→ Prompt 1
In the Kona Shred forum thread, what fork did ServeEm have on the bike?
→ Prompt 2
Extend the Kona Shred forum thread, picking up right after its last line.

→ Provided text
· · · · ·

# Kona Shred - Large Frame for DJ?



## End user (Jul 8, 2010)

So a few days ago I got my gf'ds son a Norco Evolution and well I got my mtb spark back after riding it. The bike felt weird but no different then riding my 88 GT Performer but way cramped then my old Stinky Primo. Anyways next day I found an Avent Jibster locally and went out and got it.










Well shiat should have rode it more as I got home trying to so some tricks I'm getting 2" or so of toe-overlap. I'm sure I can minimize this but seems like it would cause a few wipe outs. So I gave the bike to my gf'ds daughter and now shes wants to go riding so now I have to get another bike.

Now I'm 6' 190+ lb and would like to do dj/trail and in city riding but not sure if a dedicated DJ bike will do as with my size it will feel cramped after a few hours.

I found a Kona Shred locally but the frame size is large.










Now I thinking I want to do more dj then say xc as it'll be easier to dump the bikes into the Bronco and drive to the trails allowing me to bike more often but I don't wanna feel all BMX cramped all day on the other hand I'm looking for better control on jumps but I guess practice will solve this to some extent.

So would I be better off with a smaller frame/larger seat post or the bigger frame like in the photo?


----------



## alexrex20 (Dec 20, 2005)

on DJ bikes, you don't ride with the saddle all up in your junk like an XC bike, so i don't think that frame would be ideal as a true jumper. but if you're not that hardcore, like to ride singletrack, and cruise around town, then it would be just fine.

if you can get it for a good deal, then why not? you said you're just getting back into biking, so it would be nice to have a versatile bike.

riding *ANY *DJ bike around town for a few hours is going to feel cramped. if you want to commute, get a road bike.


----------



## ServeEm (Jun 15, 2005)

I'm 5'-6" and rode a med Kona Shred and loved it. I built it up beefier and rode DH with it too so I think you at 6'-0" the large would be fine. I even rode some mild XC trails and it was fine cuz I kept my gears. 

So if you're getting a good deal I would go for it. If it's all stock hopefully you're getting it for around 400-500. The Shred didn't come with great components so try to talk the seller down some to allow for bread leftover to invest in a fork and wheel set. I had a Marz Z1 fork and some Azonic Outlaw wheel set and it was cherry after that.


----------



## End user (Jul 8, 2010)

ServeEm said:


> I'm 5'-6" and rode a med Kona Shred and loved it. I built it up beefier and rode DH with it too so I think you at 6'-0" the large would be fine. I even rode some mild XC trails and it was fine cuz I kept my gears.

· · · · ·

→ Excerpted data
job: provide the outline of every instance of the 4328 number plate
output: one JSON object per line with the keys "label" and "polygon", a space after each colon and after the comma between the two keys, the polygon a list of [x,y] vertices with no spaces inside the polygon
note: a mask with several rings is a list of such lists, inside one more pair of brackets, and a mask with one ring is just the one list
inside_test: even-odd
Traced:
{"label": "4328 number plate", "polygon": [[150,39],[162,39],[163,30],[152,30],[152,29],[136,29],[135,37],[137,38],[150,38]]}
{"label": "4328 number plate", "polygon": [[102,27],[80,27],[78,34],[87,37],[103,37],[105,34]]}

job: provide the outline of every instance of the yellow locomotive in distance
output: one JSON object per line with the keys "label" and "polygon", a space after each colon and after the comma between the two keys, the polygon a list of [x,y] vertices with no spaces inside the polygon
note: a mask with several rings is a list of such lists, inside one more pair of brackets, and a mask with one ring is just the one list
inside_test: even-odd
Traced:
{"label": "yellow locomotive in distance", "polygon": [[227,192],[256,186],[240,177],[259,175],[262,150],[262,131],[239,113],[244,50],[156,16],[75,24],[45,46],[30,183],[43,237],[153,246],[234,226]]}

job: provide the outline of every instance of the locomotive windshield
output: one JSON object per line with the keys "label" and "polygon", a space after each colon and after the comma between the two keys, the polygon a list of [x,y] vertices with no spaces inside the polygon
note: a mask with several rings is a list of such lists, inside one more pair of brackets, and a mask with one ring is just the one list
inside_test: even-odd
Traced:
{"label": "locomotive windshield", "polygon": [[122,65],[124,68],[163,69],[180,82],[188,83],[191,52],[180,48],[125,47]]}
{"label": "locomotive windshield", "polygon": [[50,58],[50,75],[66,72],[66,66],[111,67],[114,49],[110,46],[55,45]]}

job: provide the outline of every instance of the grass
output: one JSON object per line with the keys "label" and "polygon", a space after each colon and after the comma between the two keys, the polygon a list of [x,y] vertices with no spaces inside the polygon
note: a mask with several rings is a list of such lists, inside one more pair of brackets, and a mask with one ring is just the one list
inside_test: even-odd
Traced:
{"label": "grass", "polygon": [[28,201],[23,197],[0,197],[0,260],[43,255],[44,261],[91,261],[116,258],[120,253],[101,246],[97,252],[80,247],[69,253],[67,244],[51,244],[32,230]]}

· · · · ·

→ Reply 1
A Marz Z1 fork.

→ Reply 2
> 
> So if you're getting a good deal I would go for it. If it's all stock hopefully you're getting it for around 400-500. The Shred didn't come with great components so try to talk the seller down some to allow for bread leftover to invest in a fork and wheel set. I had a Marz Z1 fork and some Azonic Outlaw wheel set and it was cherry after that.


I can probably get it for 340/60 CDN. I want the bike to be semi comfortable (I won't be doing 8+ hour rides in the mountains anymore like when I was 20) but I wonder if the longer/higher seat tube will make jumping less enjoyable? I 36 so don't plan on going too crazy buy you never know I guess will see with my herniated disk 

Maybe I'll just have to piss the gf off even more with wasting money and buy two dedicated bikes lol

There's also a couple more bikes I want to too look

http://vancouver.en.craigslist.ca/rds/bik/1813773918.html

http://vancouver.en.craigslist.ca/van/bik/1811709320.html


----------



## alexrex20 (Dec 20, 2005)

the Haro looks like a spare parts bin nightmare. it may have worked great for the previous owner, but do you really want to ride a single speed with a 24in rear wheel? i would stay away from the Haro. (i own 4 bikes and they're all single speed, and i would not give that Haro a second look, FWIW.)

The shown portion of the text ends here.